(Rows of box annotation data)
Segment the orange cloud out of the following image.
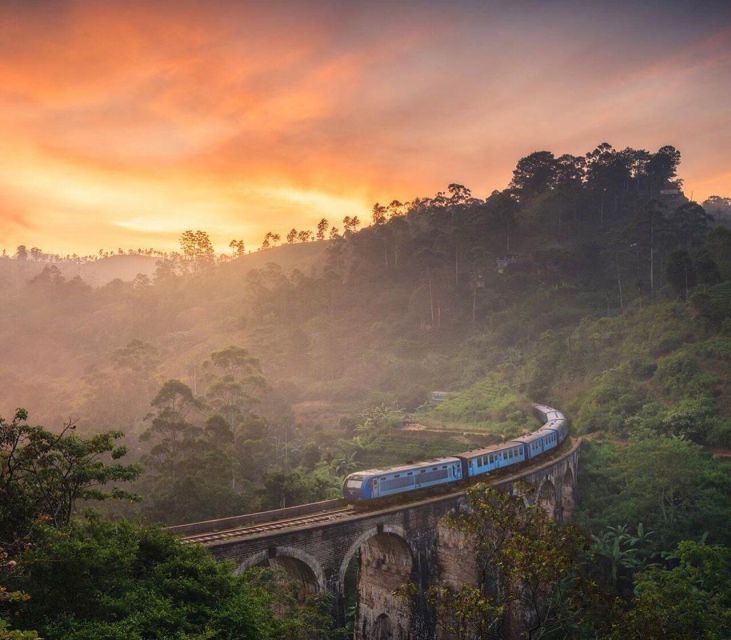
[0,0,731,252]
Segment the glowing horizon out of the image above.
[0,0,731,254]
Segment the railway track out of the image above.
[182,506,356,544]
[181,432,581,545]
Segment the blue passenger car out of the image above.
[513,431,543,460]
[536,422,561,451]
[343,457,462,502]
[457,443,525,478]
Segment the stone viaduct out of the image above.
[172,441,581,640]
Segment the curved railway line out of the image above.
[183,507,357,544]
[179,430,581,546]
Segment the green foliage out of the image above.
[444,485,616,638]
[577,432,731,553]
[0,409,140,551]
[2,518,331,640]
[612,541,731,640]
[420,375,530,437]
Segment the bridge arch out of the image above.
[536,477,556,520]
[561,465,576,520]
[236,546,327,600]
[374,613,393,640]
[338,525,416,593]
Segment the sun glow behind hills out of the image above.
[0,0,731,253]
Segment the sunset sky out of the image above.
[0,0,731,253]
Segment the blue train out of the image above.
[343,404,568,503]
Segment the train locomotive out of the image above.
[343,404,568,504]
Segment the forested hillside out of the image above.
[0,144,731,638]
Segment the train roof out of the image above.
[348,456,460,478]
[512,429,545,443]
[457,440,528,458]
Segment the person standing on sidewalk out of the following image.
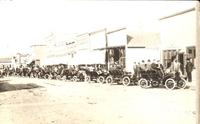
[186,59,194,82]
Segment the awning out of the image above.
[69,50,105,65]
[43,56,68,65]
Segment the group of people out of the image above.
[133,59,194,82]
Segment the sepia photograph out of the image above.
[0,0,200,124]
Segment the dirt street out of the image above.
[0,77,196,124]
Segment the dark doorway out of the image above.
[178,53,185,74]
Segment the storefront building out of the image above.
[160,8,196,73]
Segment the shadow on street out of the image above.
[0,80,42,92]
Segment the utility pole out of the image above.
[195,1,200,124]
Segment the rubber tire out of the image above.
[165,78,176,90]
[177,78,186,89]
[106,76,113,85]
[122,76,131,86]
[151,81,159,87]
[138,78,148,88]
[97,76,105,84]
[72,76,78,82]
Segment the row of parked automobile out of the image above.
[1,65,186,90]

**TASK DETAILS:**
Convert the items above into a two-column CSV with the headers instruction and output, one row per item, with its text under instruction and its answer under output. Put each field in quotes, replace line breaks with spaces, and leave the pictures out.

**FINISHED EXERCISE:**
instruction,output
"Segment the orange cloud out of the following image.","[0,0,731,252]"
"Segment the glowing horizon out of the image above.","[0,0,731,254]"
"Segment the railway track out of the image above.","[182,506,356,544] [181,432,581,545]"
"Segment the blue passenger car out of the image above.","[513,431,543,460] [536,422,561,451] [343,457,462,502] [457,443,525,478]"
"Segment the stone viaduct out of the image above.","[172,441,581,640]"
"Segment the curved railway line out of the image above.","[183,507,357,544] [179,430,581,546]"
"Segment the green foliage out of the image above.","[444,485,616,638] [577,432,731,553] [0,409,140,551] [2,518,331,640] [612,541,731,640] [420,375,530,437]"
"Segment the bridge arch out of the image above.","[536,477,556,520] [561,465,576,520] [236,546,327,600] [374,613,393,640] [338,525,416,593]"
"Segment the sun glow behind hills out of the image above.","[0,0,731,253]"
"Segment the sunset sky out of the image above.","[0,0,731,253]"
"Segment the blue train out of the image above.","[343,404,568,503]"
"Segment the train locomotive out of the image above.","[343,404,568,504]"
"Segment the forested hillside out of the image above.","[0,144,731,638]"
"Segment the train roof out of the image above.","[348,456,460,478] [512,429,545,443] [457,440,528,458]"
"Segment the person standing on sidewalk out of the following image.","[186,59,194,82]"
"Segment the awning out of the image above.","[69,50,105,65] [43,56,68,65]"
"Segment the group of people out of the image above.","[133,59,194,82]"
"Segment the sepia photograph out of the image above.","[0,0,200,124]"
"Segment the dirt street out of the image above.","[0,77,196,124]"
"Segment the dark doorway out of the image above.","[178,53,185,74]"
"Segment the storefront building out of the image above.","[160,8,196,73]"
"Segment the shadow on street out of the image above.","[0,80,42,92]"
"Segment the utility pole out of the image above.","[195,1,200,124]"
"Segment the rubber tire out of the image above.","[165,78,176,90] [177,78,186,89] [106,76,113,85] [122,76,131,86] [151,81,159,87] [138,78,148,88] [97,76,105,84] [72,76,78,82]"
"Segment the row of parked automobile out of the image above.","[1,65,186,90]"